> **TO DO**
**a.** In the git deployment write-up, explain when the master branch gets merged into the staging branch and what state that code is usually in.
**b.** Please continue the write-up on the git deployment scheme from the point where it stops.
┌─ EXCERPT PROVIDED
Well, that happens sometimes: a big bad piece of the early development changes suddenly leaks to the production. But if you have Capistrano and Git everything comes up pretty manageable.
On CookEatShare we use the next deployment scheme:
- the master branch of our git repository is the development mainline, it's accessible to all team members and used mostly to share intermediate work results; most of us do the development in the private branches, rebase those to the master branch, then merge into master and push/pull the changes;
- the staging branch used, well, for the staging. The master branch is being merged to the staging when there is something to demonstrate. Usually it's a working code with possible bugs here and there;
- the production branch is current cookeatshare.com state: staging is being merged there only if everything is fine and the current bugs were fixed. Capistrano deploys to the production from that branch.
└─
┌─ INFORMATION PROVIDED
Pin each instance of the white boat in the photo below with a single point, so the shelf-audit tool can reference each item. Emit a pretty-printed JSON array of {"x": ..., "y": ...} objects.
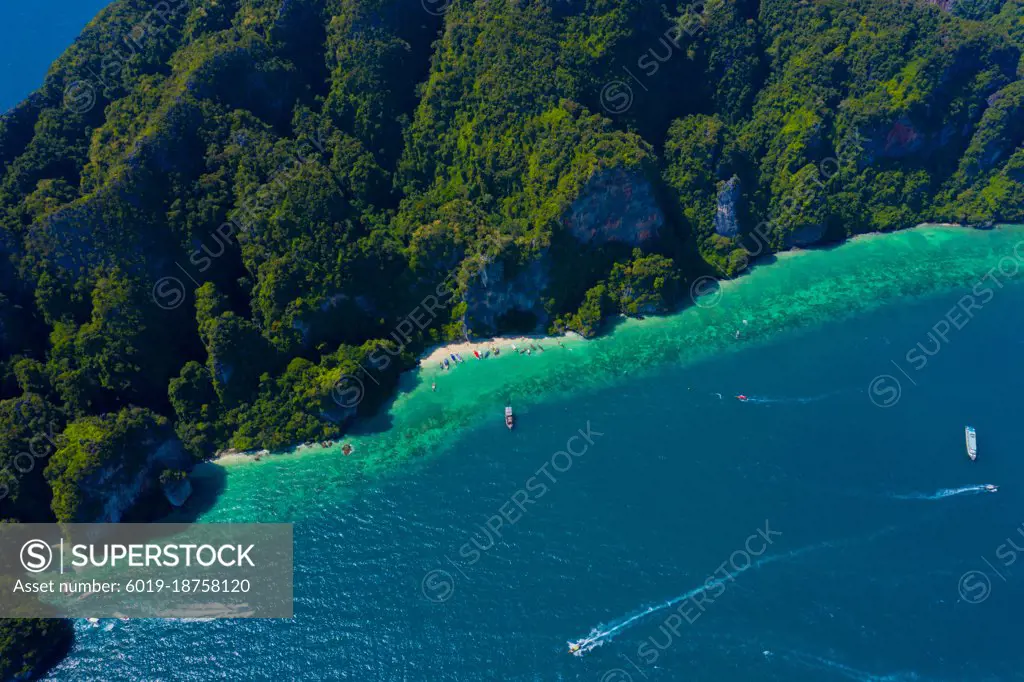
[{"x": 972, "y": 442}]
└─
> **RESULTS FOR THE EXERCISE**
**a.** Master is merged into staging when there is something to demonstrate. At that point the code usually works, though it may still have bugs here and there.

**b.**
We don't have a strict release management discipline. We're a startup and everyone is wearing multiple hats, so deployment can be done by anyone who has something to show. Sometimes it really screws up everything.
So, what to do if some very important patch came into the production and took some hairy guests with him. First, is, of course, cap deploy:rollback. After that we have our previous state restored but there are still 2 problems:
- Our important patch is somewhere deep inside of the current mainline and it's still not applied to the production;
- The production branch is no longer pristine, it has all the undesired commits.
So here's the thing:
cap deploy:rollback
git co production
Now take a look at git log and find the commit with patch (let's say it is P)
git diff P^1 P > our.patch # Keep patch at hand
git reset --hard PREV # PREV is pristine production state before unfortunate merging
git apply our.patch # We can do it in separate branch forked of current one if we need to rebase to other branches.
Actually this patch didn't apply at the first try, so I had to do some small changes, fortunately the patch was tiny, only 5 lines changed in 3 or 4 files.
git ci -a -m "Patch applied" # I use aliases for commit, checkout, status etc.
git push origin production --force # Note '--force' as it's not fast-forward push
cap deploy
Phew, thanks git for making all of this so easy (and there's maybe even easier way if not in the middle of the night with CEO on Skype).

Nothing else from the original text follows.